# START OF DATA FOR THIS EXERCISE

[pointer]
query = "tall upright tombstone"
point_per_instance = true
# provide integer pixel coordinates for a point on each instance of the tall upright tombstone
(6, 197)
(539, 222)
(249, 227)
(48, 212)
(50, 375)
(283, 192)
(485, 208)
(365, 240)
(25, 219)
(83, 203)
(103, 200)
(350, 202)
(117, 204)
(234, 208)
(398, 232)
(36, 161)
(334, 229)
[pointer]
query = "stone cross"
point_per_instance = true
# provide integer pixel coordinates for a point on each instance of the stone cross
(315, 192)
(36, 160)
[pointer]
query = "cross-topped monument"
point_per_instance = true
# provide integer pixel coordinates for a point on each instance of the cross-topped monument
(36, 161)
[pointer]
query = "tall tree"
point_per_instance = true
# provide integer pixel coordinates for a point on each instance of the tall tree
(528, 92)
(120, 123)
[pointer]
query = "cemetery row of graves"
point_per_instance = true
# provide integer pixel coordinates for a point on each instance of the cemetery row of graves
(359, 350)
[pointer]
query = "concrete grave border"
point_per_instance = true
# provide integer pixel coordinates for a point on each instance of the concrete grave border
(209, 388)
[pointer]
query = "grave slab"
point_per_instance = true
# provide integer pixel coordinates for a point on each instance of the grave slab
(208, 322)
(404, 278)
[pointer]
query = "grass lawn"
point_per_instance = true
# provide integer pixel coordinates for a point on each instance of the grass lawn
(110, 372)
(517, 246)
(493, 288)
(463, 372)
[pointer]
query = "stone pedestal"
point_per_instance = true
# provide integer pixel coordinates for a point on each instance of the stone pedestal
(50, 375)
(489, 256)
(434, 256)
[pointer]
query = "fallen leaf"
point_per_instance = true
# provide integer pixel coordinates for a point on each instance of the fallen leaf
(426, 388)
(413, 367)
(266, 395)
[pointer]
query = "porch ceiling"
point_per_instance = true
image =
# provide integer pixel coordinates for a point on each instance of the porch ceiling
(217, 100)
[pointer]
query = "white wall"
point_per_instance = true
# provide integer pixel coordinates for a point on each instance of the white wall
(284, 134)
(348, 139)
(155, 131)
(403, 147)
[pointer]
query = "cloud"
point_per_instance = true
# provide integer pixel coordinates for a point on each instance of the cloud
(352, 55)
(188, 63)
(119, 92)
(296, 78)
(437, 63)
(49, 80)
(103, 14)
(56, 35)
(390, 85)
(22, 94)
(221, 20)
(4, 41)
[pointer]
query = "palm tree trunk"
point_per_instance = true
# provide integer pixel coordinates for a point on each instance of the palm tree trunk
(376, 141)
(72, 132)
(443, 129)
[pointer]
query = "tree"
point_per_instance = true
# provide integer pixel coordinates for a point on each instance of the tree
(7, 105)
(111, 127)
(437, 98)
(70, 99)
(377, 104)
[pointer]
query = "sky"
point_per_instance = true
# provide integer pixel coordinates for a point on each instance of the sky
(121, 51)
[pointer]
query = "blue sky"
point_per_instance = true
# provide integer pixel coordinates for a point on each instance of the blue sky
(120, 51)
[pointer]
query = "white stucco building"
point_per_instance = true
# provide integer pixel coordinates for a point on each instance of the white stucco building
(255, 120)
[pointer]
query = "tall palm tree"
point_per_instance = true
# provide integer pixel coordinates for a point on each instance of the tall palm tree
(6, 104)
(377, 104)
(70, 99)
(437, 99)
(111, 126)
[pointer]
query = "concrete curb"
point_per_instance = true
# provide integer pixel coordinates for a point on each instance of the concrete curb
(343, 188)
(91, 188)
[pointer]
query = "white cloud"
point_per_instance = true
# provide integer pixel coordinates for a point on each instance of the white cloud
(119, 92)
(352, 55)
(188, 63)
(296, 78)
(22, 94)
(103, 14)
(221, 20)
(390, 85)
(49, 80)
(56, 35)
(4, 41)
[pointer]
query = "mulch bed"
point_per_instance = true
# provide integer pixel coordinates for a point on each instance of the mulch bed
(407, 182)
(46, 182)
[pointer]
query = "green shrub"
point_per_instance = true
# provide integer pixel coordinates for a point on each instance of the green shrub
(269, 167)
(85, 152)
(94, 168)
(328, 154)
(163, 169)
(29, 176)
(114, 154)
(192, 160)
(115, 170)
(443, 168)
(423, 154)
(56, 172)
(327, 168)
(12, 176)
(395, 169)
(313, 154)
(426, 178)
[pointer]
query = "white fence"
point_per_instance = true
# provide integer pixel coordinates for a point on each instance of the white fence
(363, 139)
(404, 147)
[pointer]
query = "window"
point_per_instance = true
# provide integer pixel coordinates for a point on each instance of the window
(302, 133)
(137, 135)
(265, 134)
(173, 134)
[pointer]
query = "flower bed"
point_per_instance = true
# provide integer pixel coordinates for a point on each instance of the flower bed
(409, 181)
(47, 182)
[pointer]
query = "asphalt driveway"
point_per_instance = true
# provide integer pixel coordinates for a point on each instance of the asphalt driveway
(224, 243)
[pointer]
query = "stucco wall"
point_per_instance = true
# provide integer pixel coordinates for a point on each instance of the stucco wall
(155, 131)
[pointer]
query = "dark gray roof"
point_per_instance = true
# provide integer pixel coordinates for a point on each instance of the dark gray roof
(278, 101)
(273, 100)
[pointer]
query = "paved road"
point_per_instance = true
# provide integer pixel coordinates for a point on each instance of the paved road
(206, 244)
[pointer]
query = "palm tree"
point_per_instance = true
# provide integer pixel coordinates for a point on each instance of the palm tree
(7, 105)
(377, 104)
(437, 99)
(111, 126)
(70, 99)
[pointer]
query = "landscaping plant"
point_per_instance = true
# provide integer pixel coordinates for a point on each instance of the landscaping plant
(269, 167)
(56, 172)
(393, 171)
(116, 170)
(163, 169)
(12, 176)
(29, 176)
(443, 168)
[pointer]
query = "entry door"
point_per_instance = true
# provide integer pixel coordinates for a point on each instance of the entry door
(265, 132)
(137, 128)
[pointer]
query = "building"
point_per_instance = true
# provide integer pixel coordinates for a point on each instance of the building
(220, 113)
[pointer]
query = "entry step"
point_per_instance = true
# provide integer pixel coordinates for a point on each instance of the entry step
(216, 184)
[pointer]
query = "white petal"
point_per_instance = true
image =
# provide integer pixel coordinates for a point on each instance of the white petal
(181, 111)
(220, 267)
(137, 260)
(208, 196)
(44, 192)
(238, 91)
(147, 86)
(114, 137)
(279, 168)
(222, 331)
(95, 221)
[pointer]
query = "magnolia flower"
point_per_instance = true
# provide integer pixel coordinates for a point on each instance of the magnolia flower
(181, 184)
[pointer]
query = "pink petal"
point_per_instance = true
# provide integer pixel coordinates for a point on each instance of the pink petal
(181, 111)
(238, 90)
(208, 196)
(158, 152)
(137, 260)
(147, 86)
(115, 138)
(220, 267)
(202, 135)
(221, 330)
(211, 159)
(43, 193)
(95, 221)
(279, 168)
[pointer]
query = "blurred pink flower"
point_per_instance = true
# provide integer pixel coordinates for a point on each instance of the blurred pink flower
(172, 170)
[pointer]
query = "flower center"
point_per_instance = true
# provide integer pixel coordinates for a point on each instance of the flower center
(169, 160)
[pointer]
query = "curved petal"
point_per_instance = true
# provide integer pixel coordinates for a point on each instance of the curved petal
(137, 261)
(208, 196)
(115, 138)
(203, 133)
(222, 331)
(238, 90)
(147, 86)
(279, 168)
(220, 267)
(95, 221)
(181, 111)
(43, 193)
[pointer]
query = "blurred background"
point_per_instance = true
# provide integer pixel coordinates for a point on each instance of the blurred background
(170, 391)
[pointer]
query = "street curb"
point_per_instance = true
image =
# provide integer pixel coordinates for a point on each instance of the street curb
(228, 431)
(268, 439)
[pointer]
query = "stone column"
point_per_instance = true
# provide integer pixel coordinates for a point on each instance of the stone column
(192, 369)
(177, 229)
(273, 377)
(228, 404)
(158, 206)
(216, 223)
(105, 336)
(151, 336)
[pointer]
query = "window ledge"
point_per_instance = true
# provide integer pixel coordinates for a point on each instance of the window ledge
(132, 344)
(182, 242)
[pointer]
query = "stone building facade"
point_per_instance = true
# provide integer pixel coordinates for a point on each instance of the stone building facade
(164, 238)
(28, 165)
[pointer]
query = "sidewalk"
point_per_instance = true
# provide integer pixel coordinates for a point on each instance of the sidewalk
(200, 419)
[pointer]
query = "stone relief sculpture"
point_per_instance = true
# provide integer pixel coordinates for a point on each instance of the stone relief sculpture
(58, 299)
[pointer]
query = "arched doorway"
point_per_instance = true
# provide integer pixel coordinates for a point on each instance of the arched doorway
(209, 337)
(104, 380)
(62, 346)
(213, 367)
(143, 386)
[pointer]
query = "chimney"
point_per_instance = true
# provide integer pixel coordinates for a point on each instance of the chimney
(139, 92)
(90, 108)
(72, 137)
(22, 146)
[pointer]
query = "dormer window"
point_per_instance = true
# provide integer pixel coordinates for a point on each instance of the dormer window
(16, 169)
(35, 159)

# END OF DATA FOR THIS EXERCISE

EXERCISE AIM →
Pick out every line in the rows above that contains the word "paved", and copy each one.

OUTPUT OF THE EXERCISE →
query = "paved road"
# provide integer pixel coordinates for a point on each instance of the paved road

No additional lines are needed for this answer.